Last night, I dreamed:
I ride my bike and walk up a large hill or small mountain. As I climb, everything goes wonky - the path narrows and curves at a bizarre angle, gravity and perspective and the very directions seem to shift in ways I can't understand. It's all I can do to stay on the narrow gravelly path, as if I could just fall right off it as I go. From the top, I can see new green fields all around, and there's a civic park there at the summit. Gathered there sitting on a wall are some women I knew in high school, with their young children, and a young man who was a childhood neighbor and playmate. One of the women smiles and speaks with me. I begin to have visions of maps, and understand that this place is called Mount Stewart.
I'm excited to begin 2015's Dreamboat by introducing some my favorite tools for exploring dream imagery, taking you step by step through fresh dream work. There are obviously many elements of this dream that could be unpacked - the strange climb, the various people at the summit's park - but my focus here is on the mountain as it reveals itself to me: Mount Stewart.

Set task A: Render the sentence "One of the women smiles and speaks with me." from the dream account into Spanish.
Set task B: Reproduce the passage of the dream account that begins at the words "Last night, I" and stops after the words "called Mount Stewart.".

Recorded data:
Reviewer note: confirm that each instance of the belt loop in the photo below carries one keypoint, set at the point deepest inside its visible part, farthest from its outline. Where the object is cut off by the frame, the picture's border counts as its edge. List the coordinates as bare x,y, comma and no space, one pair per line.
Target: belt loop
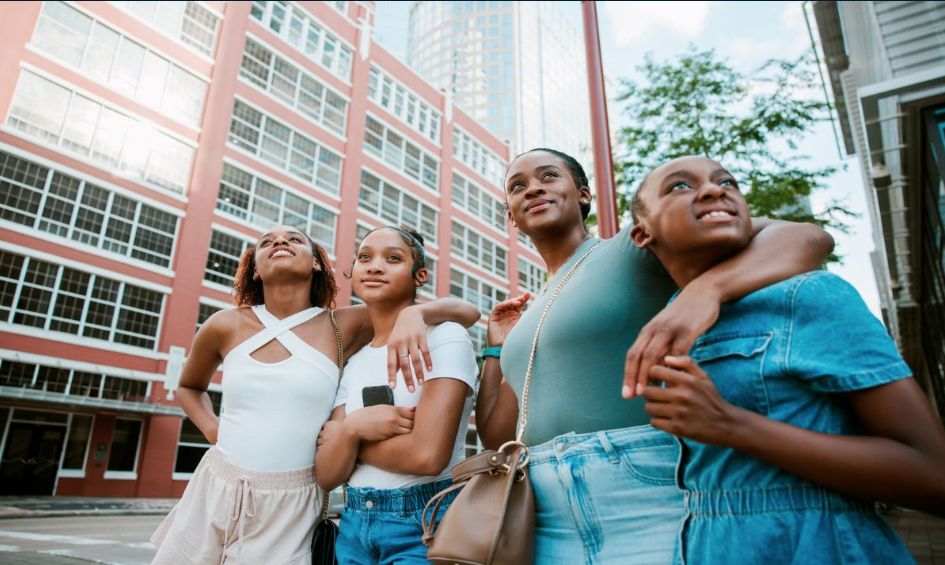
608,448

Full solution A: Una de las mujeres sonríe y habla conmigo.

Full solution B:
Last night, I dreamed:
I ride my bike and walk up a large hill or small mountain. As I climb, everything goes wonky - the path narrows and curves at a bizarre angle, gravity and perspective and the very directions seem to shift in ways I can't understand. It's all I can do to stay on the narrow gravelly path, as if I could just fall right off it as I go. From the top, I can see new green fields all around, and there's a civic park there at the summit. Gathered there sitting on a wall are some women I knew in high school, with their young children, and a young man who was a childhood neighbor and playmate. One of the women smiles and speaks with me. I begin to have visions of maps, and understand that this place is called Mount Stewart.